WHAT THE EXERCISE ASKS ->
Update the lines from the line containing "Annotation task — locate each instance of the brick chimney" through the last line, changing "slate roof" to "tile roof" and leaving everything else unchanged. Give back only those lines.

GIVEN ENTRIES ->

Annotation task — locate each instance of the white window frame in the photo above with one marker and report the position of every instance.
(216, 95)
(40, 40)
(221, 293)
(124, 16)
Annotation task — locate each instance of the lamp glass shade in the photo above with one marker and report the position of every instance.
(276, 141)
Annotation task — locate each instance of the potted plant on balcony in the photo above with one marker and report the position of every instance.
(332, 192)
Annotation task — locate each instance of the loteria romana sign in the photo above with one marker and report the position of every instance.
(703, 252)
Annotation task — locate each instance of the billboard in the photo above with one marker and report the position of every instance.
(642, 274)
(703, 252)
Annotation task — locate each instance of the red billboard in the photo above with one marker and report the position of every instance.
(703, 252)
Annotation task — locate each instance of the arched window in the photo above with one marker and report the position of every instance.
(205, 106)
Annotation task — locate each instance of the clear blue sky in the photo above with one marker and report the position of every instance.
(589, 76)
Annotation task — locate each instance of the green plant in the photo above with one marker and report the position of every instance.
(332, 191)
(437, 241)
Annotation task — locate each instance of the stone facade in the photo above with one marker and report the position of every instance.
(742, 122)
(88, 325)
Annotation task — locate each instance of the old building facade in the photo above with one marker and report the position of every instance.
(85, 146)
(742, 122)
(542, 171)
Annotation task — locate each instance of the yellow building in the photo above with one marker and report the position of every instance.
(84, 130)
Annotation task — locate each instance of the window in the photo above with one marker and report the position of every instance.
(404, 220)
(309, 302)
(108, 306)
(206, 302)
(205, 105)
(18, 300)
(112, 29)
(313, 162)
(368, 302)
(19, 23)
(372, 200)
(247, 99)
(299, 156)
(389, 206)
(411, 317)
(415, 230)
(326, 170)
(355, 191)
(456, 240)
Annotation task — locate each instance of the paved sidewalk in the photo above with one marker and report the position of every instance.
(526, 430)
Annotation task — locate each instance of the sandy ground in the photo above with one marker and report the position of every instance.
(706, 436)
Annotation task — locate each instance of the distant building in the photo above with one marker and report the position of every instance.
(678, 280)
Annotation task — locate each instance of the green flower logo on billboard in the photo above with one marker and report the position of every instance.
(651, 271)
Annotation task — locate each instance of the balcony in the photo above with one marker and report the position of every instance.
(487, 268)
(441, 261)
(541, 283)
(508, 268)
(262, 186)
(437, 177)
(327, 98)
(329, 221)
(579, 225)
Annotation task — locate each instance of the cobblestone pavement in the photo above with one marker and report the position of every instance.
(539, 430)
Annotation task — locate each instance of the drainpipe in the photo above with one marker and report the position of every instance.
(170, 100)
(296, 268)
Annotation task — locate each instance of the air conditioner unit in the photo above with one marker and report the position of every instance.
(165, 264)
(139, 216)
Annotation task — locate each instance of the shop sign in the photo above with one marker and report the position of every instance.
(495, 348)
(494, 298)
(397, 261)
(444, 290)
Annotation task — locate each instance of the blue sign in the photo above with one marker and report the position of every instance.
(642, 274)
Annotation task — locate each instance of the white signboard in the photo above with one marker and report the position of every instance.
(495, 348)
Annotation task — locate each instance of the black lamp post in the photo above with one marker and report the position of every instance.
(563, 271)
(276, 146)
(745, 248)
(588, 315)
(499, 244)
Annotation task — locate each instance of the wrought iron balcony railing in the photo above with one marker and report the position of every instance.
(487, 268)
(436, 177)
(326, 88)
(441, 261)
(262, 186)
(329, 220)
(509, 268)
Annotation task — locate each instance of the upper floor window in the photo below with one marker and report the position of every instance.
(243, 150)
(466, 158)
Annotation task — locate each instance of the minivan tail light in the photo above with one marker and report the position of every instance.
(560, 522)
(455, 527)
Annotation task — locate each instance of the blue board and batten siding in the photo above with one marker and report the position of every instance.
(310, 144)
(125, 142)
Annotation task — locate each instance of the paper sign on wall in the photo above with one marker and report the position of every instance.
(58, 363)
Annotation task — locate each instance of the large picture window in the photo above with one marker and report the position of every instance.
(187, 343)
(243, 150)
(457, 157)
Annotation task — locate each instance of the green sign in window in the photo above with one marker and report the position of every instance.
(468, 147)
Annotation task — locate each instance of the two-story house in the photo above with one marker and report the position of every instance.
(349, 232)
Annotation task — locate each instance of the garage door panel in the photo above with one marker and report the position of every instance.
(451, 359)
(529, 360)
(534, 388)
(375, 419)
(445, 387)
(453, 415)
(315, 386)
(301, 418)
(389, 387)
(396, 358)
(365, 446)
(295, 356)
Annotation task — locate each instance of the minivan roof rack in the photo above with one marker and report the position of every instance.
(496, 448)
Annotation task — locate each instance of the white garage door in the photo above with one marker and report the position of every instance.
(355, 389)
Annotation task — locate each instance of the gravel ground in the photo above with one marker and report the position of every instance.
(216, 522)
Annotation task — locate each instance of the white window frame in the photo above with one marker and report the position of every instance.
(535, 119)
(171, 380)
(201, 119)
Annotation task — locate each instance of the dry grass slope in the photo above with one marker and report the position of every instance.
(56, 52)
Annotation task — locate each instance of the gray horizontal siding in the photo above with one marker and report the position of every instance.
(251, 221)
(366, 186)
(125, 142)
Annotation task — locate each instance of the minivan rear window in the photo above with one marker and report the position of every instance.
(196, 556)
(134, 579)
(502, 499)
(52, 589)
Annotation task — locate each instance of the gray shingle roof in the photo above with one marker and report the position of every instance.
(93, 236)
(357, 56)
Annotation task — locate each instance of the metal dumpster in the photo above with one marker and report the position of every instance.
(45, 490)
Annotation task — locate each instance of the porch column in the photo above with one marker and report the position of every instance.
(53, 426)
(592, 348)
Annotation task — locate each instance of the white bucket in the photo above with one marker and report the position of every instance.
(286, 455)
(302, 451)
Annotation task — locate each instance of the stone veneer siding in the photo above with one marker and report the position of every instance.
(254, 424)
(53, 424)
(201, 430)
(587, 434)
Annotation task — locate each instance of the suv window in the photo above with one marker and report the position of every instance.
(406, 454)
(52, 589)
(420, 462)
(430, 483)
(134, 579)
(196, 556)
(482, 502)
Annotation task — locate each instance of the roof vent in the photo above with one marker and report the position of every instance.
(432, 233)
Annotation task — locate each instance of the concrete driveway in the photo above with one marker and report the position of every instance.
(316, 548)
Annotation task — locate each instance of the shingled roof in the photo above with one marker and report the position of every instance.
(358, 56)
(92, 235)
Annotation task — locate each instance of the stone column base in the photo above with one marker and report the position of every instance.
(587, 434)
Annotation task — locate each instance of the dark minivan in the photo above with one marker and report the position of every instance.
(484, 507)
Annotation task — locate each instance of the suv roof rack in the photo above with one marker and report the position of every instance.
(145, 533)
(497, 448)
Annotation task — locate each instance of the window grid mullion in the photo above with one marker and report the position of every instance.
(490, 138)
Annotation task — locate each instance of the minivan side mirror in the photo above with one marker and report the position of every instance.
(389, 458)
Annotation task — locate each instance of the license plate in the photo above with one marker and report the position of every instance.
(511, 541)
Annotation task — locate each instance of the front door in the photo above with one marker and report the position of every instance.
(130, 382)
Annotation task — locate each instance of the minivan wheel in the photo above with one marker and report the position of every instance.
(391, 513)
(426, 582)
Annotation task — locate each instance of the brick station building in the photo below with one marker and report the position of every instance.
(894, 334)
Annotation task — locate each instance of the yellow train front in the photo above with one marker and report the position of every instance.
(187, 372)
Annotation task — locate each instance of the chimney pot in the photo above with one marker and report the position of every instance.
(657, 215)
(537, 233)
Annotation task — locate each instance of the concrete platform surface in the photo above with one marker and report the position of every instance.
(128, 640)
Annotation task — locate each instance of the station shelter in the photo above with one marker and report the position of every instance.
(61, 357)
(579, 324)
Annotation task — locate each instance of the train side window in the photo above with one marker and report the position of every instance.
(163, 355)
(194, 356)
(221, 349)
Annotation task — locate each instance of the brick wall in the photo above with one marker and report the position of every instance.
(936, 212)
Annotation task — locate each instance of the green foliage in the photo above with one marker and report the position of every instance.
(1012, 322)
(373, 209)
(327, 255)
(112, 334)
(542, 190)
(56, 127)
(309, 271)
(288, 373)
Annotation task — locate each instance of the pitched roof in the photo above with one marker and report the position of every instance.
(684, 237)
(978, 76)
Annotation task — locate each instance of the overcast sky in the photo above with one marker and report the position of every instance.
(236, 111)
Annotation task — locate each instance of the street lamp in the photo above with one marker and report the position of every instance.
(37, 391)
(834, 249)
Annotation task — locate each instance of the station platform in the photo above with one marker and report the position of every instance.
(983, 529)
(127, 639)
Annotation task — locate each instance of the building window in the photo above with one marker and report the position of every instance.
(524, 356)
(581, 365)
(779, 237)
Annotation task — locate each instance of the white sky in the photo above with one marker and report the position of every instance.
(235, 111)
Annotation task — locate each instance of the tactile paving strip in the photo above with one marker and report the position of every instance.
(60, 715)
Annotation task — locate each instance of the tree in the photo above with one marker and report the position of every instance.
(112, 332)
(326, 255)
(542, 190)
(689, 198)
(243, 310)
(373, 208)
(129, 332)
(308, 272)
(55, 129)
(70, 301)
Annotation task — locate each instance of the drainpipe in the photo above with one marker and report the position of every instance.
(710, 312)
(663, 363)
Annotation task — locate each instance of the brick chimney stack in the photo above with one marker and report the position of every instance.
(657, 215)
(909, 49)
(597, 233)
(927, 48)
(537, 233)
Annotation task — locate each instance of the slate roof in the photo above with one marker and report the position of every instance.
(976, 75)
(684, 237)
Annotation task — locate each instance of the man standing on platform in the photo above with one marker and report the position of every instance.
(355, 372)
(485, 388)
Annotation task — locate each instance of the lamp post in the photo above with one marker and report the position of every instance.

THE COMPLETED TASK ->
Annotation task — locate each instance of the brick chimney stack in the photo above with one marker and report the position of every instance.
(657, 215)
(909, 49)
(597, 233)
(927, 48)
(537, 233)
Annotation task — locate each instance of the tile roof in the photo above with one marker and report the position of every instance.
(976, 75)
(684, 237)
Annotation task — locate each instance of the man standing on platform in the photo above with one marker and report the position of every instance.
(355, 372)
(485, 388)
Annotation task — locate each instance of the lamp post in the photo above with one marker and report the position of every instance.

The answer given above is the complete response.